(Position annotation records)
[start]

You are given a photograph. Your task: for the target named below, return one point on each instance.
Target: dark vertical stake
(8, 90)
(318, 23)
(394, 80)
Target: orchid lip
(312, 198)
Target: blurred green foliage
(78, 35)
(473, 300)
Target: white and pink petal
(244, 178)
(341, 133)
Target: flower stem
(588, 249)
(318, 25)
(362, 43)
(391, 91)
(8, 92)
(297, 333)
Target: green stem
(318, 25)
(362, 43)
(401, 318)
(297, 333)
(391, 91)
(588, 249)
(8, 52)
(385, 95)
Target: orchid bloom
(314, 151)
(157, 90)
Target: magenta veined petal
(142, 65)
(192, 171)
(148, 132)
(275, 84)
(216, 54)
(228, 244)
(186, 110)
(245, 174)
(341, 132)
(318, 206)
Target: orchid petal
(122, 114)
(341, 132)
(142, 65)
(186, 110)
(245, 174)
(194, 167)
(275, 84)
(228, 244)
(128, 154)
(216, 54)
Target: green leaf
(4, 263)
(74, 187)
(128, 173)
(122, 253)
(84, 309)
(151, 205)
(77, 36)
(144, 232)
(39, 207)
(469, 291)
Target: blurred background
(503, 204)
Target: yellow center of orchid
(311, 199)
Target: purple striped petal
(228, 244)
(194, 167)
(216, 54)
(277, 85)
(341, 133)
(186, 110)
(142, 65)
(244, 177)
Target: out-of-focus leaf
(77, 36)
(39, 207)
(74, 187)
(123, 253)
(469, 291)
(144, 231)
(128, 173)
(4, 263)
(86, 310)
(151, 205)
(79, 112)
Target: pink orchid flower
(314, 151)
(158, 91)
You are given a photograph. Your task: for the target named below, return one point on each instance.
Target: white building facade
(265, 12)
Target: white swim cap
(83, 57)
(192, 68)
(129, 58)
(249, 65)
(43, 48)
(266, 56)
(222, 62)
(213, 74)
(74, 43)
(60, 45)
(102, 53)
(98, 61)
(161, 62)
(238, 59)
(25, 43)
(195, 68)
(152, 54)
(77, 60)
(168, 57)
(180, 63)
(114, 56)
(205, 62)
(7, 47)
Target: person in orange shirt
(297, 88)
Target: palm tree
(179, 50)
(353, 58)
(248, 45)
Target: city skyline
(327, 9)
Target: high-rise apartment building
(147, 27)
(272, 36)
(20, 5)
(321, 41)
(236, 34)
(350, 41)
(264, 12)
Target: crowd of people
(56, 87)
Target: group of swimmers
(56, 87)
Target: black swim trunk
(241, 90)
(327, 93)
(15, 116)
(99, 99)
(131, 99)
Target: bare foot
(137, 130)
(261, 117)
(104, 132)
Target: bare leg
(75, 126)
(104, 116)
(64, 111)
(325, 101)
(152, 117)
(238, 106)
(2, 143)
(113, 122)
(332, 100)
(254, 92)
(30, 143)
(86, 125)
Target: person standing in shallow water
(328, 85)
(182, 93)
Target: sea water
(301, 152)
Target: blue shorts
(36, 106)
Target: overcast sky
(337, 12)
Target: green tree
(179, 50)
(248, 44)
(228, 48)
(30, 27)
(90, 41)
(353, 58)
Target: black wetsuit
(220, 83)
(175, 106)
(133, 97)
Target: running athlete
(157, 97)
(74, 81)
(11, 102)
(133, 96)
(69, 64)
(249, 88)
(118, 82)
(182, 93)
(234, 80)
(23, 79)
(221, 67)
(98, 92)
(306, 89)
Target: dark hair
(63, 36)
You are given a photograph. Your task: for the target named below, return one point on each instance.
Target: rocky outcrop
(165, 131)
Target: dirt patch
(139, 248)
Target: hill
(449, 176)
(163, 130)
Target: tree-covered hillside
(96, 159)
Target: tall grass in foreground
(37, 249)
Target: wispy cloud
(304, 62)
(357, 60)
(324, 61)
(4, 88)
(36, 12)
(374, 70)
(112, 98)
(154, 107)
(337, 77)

[end]

§ **Written request**
Reproduce every one of the entries above word for word, with no changes.

§ **Response**
You are given a photograph. Your task: for the target named below, return one point on each instance.
Target: dark vertical stake
(8, 90)
(318, 23)
(394, 80)
Target: orchid lip
(312, 198)
Target: blurred green foliage
(78, 35)
(473, 300)
Target: white and pink petal
(244, 178)
(341, 133)
Target: flower stem
(588, 249)
(318, 25)
(362, 43)
(391, 91)
(8, 92)
(297, 333)
Target: green stem
(318, 25)
(362, 43)
(401, 318)
(297, 333)
(391, 91)
(588, 249)
(8, 52)
(385, 95)
Target: orchid bloom
(314, 151)
(157, 90)
Target: magenta veined petal
(142, 65)
(192, 171)
(148, 132)
(275, 84)
(216, 54)
(228, 244)
(186, 110)
(245, 174)
(341, 132)
(318, 206)
Target: orchid petal
(122, 114)
(341, 132)
(142, 65)
(186, 110)
(245, 174)
(194, 167)
(275, 84)
(228, 244)
(128, 154)
(216, 54)
Target: green leaf
(4, 263)
(74, 187)
(128, 173)
(122, 253)
(84, 309)
(151, 205)
(77, 36)
(144, 232)
(39, 207)
(469, 291)
Target: blurred background
(503, 204)
Target: yellow center of orchid
(311, 199)
Target: purple striped petal
(228, 244)
(194, 167)
(216, 54)
(277, 85)
(341, 133)
(186, 110)
(142, 65)
(244, 177)
Target: out-of-focus leaf
(77, 36)
(39, 207)
(74, 187)
(123, 253)
(469, 291)
(144, 231)
(128, 173)
(4, 263)
(86, 310)
(151, 205)
(79, 112)
Target: pink orchid flower
(314, 151)
(158, 91)
You are given a photograph. Your task: for the target named below, return one point on each instance.
Target: white building facade
(265, 12)
Target: white swim cap
(83, 57)
(192, 68)
(129, 58)
(249, 65)
(43, 48)
(266, 56)
(222, 62)
(213, 74)
(74, 43)
(60, 45)
(102, 53)
(98, 61)
(161, 62)
(238, 59)
(25, 43)
(195, 68)
(152, 54)
(77, 60)
(168, 57)
(180, 63)
(114, 56)
(205, 62)
(7, 47)
Target: person in orange shirt
(297, 88)
Target: palm tree
(179, 50)
(353, 58)
(248, 45)
Target: city skyline
(327, 9)
Target: high-rise apartment building
(147, 27)
(272, 36)
(20, 5)
(321, 41)
(236, 34)
(350, 41)
(264, 12)
Target: crowd of people
(56, 87)
Target: group of swimmers
(56, 87)
Target: black swim trunk
(241, 90)
(327, 93)
(15, 116)
(99, 99)
(131, 99)
Target: bare foot
(137, 130)
(261, 117)
(104, 132)
Target: bare leg
(75, 126)
(104, 116)
(64, 111)
(325, 101)
(152, 117)
(238, 106)
(2, 143)
(113, 122)
(332, 100)
(254, 92)
(30, 143)
(86, 125)
Target: person standing in shallow water
(328, 85)
(182, 93)
Target: sea water
(301, 152)
Target: blue shorts
(36, 106)
Target: overcast sky
(337, 12)
Target: green tree
(179, 50)
(248, 44)
(228, 48)
(30, 27)
(90, 41)
(353, 58)
Target: black wetsuit
(220, 83)
(175, 106)
(133, 97)
Target: running athlete
(157, 97)
(74, 81)
(11, 102)
(133, 96)
(69, 64)
(249, 88)
(118, 82)
(182, 93)
(234, 80)
(23, 79)
(221, 67)
(98, 92)
(306, 89)
Target: dark hair
(63, 36)
You are given a photograph. Your task: for the target named below, return one point on each instance.
Target: rocky outcrop
(165, 131)
Target: dirt patch
(139, 248)
Target: hill
(449, 176)
(163, 130)
Target: tree-covered hillside
(96, 159)
Target: tall grass in foreground
(37, 249)
Target: wispy cloud
(304, 62)
(357, 60)
(324, 61)
(4, 88)
(36, 12)
(374, 70)
(112, 98)
(154, 107)
(337, 77)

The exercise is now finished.